Records of labeled points:
========================================

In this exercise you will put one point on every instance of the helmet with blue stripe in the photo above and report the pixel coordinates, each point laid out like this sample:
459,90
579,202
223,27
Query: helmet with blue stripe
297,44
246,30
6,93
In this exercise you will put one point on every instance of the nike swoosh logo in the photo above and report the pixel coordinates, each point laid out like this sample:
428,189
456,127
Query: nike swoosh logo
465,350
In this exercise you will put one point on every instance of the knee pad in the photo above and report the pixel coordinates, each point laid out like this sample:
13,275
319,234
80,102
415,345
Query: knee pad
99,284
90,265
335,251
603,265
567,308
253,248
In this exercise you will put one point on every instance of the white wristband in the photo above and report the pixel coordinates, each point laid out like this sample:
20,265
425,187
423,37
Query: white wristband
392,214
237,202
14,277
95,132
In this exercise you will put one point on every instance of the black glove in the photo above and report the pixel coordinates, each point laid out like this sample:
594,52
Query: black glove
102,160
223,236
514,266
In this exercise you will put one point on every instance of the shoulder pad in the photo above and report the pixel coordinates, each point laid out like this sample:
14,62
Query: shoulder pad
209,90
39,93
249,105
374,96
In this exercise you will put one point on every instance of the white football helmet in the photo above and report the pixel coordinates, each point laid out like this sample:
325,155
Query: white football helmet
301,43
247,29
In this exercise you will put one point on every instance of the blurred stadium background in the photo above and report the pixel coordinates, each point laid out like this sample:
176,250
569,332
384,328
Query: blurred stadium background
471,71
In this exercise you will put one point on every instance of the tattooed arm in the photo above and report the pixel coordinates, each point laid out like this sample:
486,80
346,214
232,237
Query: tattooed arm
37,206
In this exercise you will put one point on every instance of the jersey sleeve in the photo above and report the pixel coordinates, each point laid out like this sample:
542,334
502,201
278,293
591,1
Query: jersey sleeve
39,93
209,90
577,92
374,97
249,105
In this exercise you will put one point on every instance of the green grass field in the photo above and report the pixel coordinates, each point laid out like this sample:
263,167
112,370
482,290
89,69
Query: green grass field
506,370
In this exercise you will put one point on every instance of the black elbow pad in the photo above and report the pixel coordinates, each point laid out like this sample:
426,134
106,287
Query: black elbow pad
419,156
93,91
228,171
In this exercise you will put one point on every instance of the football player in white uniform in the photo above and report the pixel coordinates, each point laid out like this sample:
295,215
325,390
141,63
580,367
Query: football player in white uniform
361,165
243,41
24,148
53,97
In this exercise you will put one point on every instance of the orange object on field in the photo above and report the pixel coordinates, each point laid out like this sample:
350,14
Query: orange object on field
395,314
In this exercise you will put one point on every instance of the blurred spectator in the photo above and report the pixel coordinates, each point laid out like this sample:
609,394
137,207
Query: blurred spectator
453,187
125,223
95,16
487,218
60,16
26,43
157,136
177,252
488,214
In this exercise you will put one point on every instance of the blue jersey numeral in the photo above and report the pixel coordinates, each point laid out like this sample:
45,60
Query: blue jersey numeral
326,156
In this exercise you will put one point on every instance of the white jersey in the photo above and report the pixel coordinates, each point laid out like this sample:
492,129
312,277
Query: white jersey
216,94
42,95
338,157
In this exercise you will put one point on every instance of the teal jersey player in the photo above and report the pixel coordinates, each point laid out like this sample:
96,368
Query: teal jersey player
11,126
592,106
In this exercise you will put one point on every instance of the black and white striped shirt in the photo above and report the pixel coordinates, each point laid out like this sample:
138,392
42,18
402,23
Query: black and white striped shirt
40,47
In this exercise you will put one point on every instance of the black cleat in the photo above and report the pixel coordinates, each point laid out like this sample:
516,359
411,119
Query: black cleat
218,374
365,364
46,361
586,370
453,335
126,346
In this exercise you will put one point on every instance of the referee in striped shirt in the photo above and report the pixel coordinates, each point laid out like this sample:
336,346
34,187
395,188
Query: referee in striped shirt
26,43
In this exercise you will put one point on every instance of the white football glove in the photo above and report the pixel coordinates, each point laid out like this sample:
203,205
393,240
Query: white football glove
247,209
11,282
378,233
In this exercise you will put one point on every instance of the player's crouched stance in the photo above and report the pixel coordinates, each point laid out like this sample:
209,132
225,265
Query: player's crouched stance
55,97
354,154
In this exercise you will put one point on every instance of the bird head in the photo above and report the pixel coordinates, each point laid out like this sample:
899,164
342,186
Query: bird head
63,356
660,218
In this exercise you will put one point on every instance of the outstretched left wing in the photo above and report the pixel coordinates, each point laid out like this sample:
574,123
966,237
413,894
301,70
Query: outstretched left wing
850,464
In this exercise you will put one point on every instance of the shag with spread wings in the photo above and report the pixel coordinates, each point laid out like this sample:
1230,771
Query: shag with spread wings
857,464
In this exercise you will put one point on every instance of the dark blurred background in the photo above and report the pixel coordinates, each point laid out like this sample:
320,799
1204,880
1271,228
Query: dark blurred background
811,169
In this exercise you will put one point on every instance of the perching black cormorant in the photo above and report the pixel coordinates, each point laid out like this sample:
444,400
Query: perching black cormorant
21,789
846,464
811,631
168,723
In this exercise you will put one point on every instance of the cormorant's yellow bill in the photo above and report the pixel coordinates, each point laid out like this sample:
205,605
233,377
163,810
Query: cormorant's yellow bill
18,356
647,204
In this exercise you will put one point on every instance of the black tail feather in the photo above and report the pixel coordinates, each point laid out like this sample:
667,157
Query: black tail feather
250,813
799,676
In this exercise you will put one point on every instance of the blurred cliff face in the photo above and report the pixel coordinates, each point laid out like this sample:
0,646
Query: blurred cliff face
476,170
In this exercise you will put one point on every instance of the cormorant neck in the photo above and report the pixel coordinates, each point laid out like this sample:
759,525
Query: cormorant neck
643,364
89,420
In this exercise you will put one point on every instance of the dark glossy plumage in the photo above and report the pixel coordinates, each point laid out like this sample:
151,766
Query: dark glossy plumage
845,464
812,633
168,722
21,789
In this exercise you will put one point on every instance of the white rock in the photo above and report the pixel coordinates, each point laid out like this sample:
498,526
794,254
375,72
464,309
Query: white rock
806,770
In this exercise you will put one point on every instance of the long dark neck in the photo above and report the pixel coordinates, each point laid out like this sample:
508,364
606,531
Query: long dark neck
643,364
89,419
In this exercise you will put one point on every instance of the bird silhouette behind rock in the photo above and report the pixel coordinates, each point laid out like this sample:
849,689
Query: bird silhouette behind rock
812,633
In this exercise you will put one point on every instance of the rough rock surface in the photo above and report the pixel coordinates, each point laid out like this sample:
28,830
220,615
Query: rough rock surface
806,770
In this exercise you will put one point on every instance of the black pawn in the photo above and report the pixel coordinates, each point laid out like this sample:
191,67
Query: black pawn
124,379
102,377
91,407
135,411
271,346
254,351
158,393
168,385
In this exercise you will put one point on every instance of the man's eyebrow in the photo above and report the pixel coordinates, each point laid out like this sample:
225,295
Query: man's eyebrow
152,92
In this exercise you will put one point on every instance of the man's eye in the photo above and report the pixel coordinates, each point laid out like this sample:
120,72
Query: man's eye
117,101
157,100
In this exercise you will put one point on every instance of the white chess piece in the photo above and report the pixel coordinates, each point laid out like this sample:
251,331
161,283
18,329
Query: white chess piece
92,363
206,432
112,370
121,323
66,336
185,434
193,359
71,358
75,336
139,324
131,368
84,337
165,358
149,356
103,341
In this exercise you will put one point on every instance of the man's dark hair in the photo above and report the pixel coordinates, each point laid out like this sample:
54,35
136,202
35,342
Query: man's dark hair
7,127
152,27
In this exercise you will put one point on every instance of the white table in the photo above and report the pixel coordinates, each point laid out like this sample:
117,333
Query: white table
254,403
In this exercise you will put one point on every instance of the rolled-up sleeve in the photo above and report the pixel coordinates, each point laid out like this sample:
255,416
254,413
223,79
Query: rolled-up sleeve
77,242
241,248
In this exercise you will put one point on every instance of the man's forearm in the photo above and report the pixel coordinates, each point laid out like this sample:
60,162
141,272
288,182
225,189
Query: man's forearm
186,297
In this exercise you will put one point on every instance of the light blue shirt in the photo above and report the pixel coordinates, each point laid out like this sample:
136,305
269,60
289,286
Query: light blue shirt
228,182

========================================

Reproduce verbatim the lines of the material from the line containing "man's eye in" through the end of the material, both ends included.

In this exercise you will put one point on every instance of the man's eye in the photo above and report the pixel coordinates, each point laid out like this sample:
120,72
Query: man's eye
117,101
157,100
In this exercise you will put one point on every instance of the white chess piece in the photo above and report the pixel coordinates, each point laid out like this sample:
251,331
161,283
18,329
Query: white chess piece
92,363
206,432
112,370
121,323
66,336
185,434
193,359
71,358
75,336
139,324
131,368
84,337
165,358
149,356
103,341
In this exercise you will put one point on every instance of the man's dark hair in the photo above and report the pixel coordinates, each point laid out like this sample:
54,35
136,202
35,342
Query: man's dark hair
7,127
152,27
In this exercise you will put one point on every instance of the white table in the photo above and report the pixel coordinates, each point laid out like this sample:
117,333
Query: white table
254,403
In this exercise you will put one point on every instance of the rolled-up sleeve in the photo above and report the pixel coordinates, each point laid out like this sample:
255,416
254,413
223,79
Query: rolled-up sleeve
77,242
241,248
In this exercise you will put one point on every instance of the man's forearm in the photo above and report the pixel coordinates, each point laid out like this sample:
60,162
141,272
288,182
225,189
Query: man's forearm
186,297
In this exercise you will put one point on every instance of the light blue shirt in the photo above and report the pixel coordinates, each point laid out like this sample:
136,305
269,60
289,286
Query: light blue shirt
228,182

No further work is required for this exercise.